• **Selected text**
>> START

# My new R34 GTR



## GoingGTR (Jan 31, 2003)

R33,R34,RS


----------



## s2gtr (Jun 30, 2001)

Very nice collection 

What wheels are they on the R34?

Dave.


----------



## GoingGTR (Jan 31, 2003)

Prodrive GC-07


----------



## Geordieboy (Dec 27, 2005)

someone has far too much money


----------



## MADsteve (Nov 25, 2004)

s2gtr said:


> What wheels are they on the R34?


Look like Prodrive's to me??


----------



## jlck (Feb 12, 2006)

very nice car and nice colour.


----------



## GTRalex (Jan 21, 2005)

love the yellow r34!


----------



## RB211 (Feb 5, 2005)

Driveway could do with a clean!


----------



## NAZ (Mar 24, 2006)

NICE COLLECTION M8


----------



## Jamz (Dec 27, 2004)

The R34 is looking sexy with the rims


----------



## Neale (May 3, 2005)

Is tat the new alfa romeo Brera in the background?


----------



## DCD (Jun 28, 2001)

Neale said:


> Is tat the new alfa romeo Brera in the background?


Looks like a 147 to me.

Nice collection


----------



## Alan (Jul 1, 2001)

Very nice collection How do ou decide which one to drive    

Best regards Alan


----------



## SkylineBoy (Mar 11, 2005)

Toni will like that a lot!


----------



## wan (Mar 26, 2006)

*HI!*

hey GoingGTR! I'm in SG and I've been "tracking" and noticing your R33GTR these past 2 years. And would you be mad if I were to say I've been a passenger on your mean machine? Its real quick even thou the boost is not on (zero boost). the 'NA' rb26 feels very torquey (the nature of RBs), wouldnt imagine if the boost were to be on, didnt get to feel the turbos though. That was a year ago when I rode with who I believe your friend, Usof driving it. You lend your R to him is it? Just curious... 
The last time I saw your r33 was last november and had APRacing calipers front&rear, changed to nismo exhaust, the steering wheel changed and the front lip painted black again. Can't wait to see it again, and now you got this r34gtr, i'm drop dead...
And do you mind if I ask, was your r34 previous owner had Sxxxx single digit plate? (who owned a supra before??). cos I saw that exact car before with those Prodrive rims. curios again:smokin:


----------



## WILL SMITH (Mar 14, 2005)

*gtr*

nice colour:smokin: 
join the club
very few yellows

im sure tonigmr2 will tell you how many


----------



## GoingGTR (Jan 31, 2003)

wan said:


> hey GoingGTR! I'm in SG and I've been "tracking" and noticing your R33GTR these past 2 years. And would you be mad if I were to say I've been a passenger on your mean machine? Its real quick even thou the boost is not on (zero boost). the 'NA' rb26 feels very torquey (the nature of RBs), wouldnt imagine if the boost were to be on, didnt get to feel the turbos though. That was a year ago when I rode with who I believe your friend, Usof driving it. You lend your R to him is it? Just curious...

>> END

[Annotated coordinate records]

>> START

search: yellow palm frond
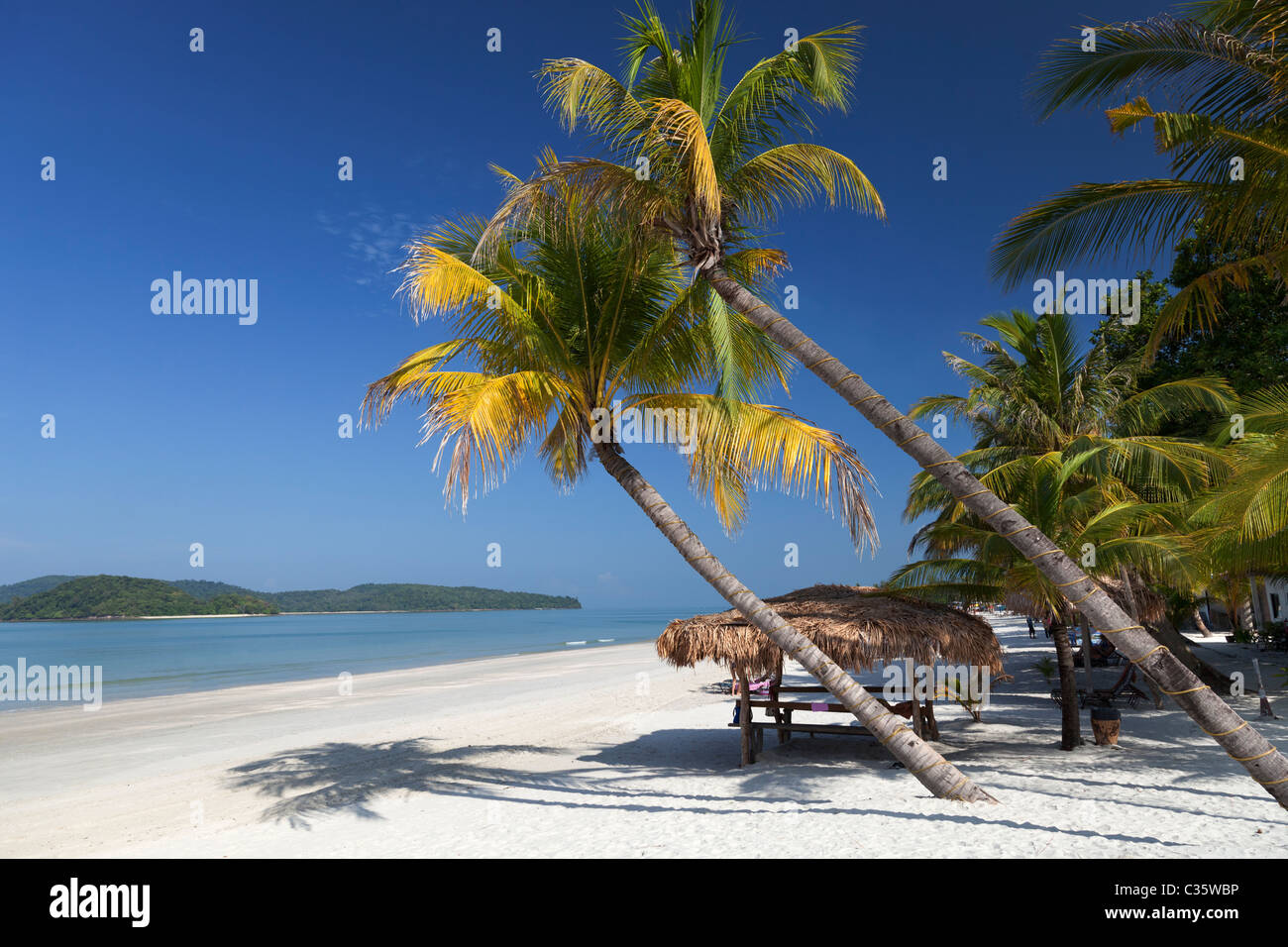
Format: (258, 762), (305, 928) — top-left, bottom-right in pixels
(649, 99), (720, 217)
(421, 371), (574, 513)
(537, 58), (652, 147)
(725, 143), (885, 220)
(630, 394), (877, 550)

>> END
>> START

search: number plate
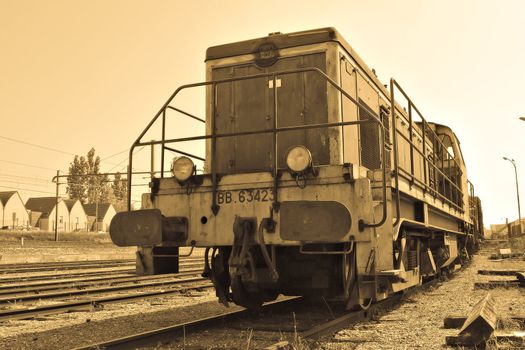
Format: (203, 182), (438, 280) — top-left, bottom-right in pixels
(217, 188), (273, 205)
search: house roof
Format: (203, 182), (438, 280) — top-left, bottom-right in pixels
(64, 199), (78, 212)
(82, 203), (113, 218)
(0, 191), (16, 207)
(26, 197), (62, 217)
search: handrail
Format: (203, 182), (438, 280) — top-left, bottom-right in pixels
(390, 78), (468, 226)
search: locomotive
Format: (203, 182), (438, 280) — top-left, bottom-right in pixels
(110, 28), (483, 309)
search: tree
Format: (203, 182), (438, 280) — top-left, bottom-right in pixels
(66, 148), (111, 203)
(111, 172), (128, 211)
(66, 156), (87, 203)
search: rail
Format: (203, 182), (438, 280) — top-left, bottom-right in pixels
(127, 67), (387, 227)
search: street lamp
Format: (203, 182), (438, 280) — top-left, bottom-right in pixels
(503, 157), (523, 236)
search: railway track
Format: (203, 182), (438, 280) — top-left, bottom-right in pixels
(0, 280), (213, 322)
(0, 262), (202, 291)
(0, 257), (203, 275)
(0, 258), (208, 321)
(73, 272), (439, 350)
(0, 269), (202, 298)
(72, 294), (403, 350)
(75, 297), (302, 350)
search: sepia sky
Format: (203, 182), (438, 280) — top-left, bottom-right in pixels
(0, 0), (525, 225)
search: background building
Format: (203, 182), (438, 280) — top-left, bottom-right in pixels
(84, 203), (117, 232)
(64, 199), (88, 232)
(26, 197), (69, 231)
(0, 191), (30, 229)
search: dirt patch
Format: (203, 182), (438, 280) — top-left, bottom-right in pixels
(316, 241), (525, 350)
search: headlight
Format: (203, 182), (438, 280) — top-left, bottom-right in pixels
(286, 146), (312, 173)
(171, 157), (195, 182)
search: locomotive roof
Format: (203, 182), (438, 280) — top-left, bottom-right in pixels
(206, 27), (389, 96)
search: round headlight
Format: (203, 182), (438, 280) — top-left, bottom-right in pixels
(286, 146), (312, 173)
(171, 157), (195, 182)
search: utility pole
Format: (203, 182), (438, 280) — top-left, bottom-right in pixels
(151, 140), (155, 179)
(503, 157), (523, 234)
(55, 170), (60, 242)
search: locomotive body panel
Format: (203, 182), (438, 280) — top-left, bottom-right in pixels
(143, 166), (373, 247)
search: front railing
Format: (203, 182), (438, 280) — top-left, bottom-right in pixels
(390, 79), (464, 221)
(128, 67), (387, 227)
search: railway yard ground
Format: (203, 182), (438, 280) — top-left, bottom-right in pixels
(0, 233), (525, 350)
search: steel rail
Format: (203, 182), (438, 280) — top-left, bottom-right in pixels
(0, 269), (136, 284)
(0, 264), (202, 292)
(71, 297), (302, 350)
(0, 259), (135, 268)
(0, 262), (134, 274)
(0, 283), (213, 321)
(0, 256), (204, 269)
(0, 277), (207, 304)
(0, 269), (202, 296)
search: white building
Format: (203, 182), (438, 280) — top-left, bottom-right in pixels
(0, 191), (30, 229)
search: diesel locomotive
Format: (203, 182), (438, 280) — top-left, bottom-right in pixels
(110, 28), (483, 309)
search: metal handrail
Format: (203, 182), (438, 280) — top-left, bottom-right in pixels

>> END
>> START

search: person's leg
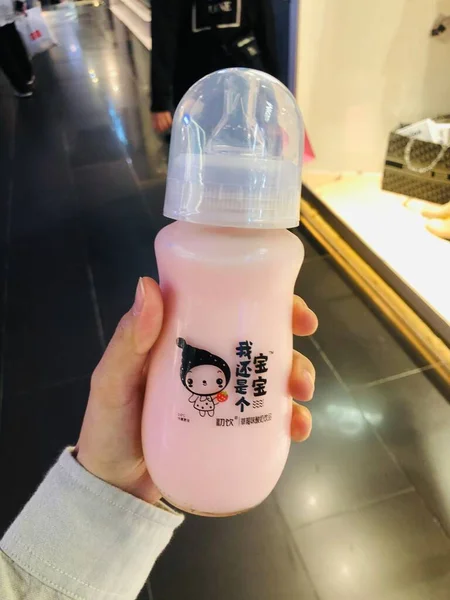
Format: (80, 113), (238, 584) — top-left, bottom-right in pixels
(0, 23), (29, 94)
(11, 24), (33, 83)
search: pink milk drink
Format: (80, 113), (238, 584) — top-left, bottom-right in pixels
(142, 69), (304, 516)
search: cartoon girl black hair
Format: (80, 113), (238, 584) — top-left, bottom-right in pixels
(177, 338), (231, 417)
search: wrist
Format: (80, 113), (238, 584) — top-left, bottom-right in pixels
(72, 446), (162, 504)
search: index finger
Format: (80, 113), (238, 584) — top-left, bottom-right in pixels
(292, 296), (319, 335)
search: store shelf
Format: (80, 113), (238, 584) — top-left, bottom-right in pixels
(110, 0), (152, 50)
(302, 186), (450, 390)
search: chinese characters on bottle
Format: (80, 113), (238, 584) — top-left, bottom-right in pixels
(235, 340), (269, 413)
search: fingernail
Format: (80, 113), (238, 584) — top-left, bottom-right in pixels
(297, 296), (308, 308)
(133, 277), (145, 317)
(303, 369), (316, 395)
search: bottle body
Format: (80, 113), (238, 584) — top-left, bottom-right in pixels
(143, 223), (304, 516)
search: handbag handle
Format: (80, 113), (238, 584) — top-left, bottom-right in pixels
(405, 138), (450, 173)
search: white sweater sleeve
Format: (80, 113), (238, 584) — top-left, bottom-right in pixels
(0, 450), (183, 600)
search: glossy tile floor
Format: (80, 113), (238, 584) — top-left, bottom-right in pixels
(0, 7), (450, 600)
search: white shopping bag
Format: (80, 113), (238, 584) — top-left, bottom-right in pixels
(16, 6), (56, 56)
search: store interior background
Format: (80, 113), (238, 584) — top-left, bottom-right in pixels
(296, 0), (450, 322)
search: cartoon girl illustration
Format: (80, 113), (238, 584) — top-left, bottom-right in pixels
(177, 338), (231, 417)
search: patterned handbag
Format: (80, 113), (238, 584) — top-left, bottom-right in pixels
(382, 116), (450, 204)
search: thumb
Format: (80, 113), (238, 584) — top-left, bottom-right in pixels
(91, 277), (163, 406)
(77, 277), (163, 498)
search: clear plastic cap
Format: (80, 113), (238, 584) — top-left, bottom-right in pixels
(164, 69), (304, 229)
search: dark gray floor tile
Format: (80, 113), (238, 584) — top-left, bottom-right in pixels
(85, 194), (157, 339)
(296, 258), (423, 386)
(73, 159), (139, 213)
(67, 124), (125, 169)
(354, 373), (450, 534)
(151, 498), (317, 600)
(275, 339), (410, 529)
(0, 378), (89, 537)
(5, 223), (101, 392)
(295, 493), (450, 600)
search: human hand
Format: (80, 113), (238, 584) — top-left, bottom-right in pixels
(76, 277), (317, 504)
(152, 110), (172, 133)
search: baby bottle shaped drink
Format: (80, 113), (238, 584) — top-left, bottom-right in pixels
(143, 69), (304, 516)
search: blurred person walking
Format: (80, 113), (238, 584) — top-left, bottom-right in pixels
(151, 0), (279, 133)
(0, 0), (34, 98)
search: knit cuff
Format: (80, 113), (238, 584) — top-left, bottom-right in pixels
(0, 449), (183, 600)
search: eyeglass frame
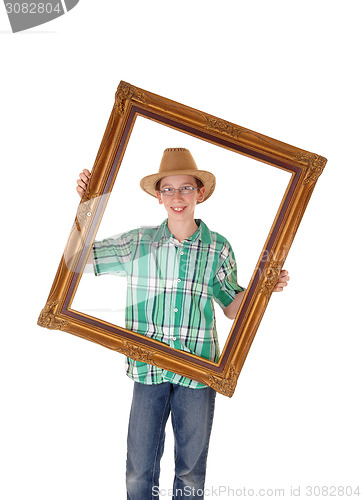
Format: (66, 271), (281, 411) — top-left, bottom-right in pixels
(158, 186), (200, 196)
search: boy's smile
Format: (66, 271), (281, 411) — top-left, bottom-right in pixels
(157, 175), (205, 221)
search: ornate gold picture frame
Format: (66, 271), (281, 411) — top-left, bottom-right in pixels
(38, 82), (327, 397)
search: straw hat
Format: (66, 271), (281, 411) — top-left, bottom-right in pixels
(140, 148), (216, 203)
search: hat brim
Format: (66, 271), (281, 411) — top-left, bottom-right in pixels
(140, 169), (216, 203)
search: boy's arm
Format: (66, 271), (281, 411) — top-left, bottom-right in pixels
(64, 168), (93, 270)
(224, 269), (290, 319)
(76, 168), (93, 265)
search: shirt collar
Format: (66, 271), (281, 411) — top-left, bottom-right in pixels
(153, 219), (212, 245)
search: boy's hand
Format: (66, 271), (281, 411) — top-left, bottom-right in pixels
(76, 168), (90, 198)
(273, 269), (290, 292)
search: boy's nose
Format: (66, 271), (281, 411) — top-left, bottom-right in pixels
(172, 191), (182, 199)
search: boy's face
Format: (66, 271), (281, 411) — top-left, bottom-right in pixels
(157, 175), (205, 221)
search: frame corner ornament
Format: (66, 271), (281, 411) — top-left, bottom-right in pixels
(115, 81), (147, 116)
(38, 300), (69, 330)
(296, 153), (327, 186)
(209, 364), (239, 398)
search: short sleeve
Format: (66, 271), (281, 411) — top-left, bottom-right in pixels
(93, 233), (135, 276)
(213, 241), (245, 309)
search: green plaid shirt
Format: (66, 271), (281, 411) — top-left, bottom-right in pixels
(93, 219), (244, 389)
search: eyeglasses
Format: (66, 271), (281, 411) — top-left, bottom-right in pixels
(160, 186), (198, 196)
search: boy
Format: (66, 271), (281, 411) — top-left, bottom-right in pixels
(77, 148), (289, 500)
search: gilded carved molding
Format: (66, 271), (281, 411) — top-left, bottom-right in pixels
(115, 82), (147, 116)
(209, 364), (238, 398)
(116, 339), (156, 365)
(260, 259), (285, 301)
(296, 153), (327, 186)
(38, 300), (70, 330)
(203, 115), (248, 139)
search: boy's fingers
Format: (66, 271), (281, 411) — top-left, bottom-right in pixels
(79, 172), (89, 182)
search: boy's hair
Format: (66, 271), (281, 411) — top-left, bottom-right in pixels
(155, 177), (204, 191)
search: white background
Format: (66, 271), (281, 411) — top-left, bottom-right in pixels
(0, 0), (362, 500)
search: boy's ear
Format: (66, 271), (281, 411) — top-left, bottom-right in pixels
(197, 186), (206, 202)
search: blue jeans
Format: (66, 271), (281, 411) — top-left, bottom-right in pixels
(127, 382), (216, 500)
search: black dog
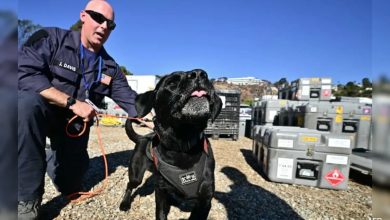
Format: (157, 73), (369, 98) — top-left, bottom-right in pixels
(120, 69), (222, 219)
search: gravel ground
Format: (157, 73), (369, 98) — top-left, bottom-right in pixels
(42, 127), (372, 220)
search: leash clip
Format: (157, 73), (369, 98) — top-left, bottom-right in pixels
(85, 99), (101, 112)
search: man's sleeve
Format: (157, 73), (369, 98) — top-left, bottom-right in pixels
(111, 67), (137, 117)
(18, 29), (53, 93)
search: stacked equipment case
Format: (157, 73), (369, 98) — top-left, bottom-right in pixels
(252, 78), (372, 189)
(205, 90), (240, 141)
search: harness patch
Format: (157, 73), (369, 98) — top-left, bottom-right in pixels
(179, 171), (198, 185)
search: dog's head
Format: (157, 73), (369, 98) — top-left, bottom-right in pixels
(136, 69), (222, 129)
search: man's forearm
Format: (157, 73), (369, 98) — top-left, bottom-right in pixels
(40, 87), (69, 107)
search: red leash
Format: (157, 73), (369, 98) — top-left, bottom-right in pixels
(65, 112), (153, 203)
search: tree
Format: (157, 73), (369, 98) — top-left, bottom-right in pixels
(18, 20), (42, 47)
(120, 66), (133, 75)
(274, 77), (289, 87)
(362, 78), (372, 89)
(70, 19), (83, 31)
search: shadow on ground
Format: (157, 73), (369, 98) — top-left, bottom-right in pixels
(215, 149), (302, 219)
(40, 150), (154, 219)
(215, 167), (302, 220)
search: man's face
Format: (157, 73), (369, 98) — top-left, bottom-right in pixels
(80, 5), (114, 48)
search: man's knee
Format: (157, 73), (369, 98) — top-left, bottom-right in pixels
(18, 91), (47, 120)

>> END

• **Exercise instructions**
Reproduce the R34 GTR thread from "The last time" to "i'm drop dead...", substituting "silver" for "black".

• **Result below**
The last time I saw your r33 was last november and had APRacing calipers front&rear, changed to nismo exhaust, the steering wheel changed and the front lip painted silver again. Can't wait to see it again, and now you got this r34gtr, i'm drop dead...